**The problem:** Would you transcribe exactly the lines below, starting at the one that contains "For this dataset, tag each instance of the woman in" and ending with the last line, both included? Leave out all other lines.

**Stored entries:**
┌──

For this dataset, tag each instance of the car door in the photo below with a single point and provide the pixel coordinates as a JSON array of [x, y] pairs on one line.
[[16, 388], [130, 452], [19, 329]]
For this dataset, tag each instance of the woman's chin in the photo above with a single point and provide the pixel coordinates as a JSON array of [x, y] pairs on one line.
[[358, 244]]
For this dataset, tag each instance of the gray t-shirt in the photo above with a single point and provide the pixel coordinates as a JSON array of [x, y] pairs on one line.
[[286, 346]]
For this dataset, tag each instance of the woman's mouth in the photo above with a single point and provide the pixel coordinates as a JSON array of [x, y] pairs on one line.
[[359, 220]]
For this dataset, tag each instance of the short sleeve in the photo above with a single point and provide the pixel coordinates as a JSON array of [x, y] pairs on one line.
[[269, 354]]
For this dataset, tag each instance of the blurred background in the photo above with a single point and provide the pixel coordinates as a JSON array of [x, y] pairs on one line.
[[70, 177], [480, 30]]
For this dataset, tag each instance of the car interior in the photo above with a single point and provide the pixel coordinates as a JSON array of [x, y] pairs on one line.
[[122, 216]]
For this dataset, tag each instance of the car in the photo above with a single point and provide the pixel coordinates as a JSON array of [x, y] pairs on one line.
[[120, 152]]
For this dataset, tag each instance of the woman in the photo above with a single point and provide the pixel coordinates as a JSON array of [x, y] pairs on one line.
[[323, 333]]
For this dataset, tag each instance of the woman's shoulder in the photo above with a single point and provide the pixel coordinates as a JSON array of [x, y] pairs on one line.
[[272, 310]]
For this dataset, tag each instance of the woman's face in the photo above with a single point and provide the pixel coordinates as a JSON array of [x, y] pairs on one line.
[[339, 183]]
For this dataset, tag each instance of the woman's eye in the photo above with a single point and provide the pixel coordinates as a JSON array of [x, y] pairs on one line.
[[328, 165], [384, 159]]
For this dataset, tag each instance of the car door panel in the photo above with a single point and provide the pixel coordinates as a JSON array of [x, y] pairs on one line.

└──

**Answer section:**
For this dataset, tag each instance of the woman in the photo above with a single point and provide the pixel coordinates as a JSON array of [x, y] pairs on one line.
[[323, 333]]
For this dataset, tag each instance of the woman's shoulder in the photo above with a single point and provide the pixel coordinates as a JSON array of [x, y] pairs on one line.
[[272, 310]]
For this dataset, tag each instance of the woman's face in the photo above with a single point and provide the pixel coordinates as a JSON array of [x, y] pairs on one line.
[[339, 183]]
For this dataset, tag each instance of the woman's eye in the photo above with a single point and provide the pixel coordinates as a JSON array of [x, y] pairs on one line.
[[328, 165], [384, 159]]
For this dataset, tag each instance of the car door panel in the photo above with a single point and provide the pixel coordinates as a JSON array of [x, y] pairs on one line.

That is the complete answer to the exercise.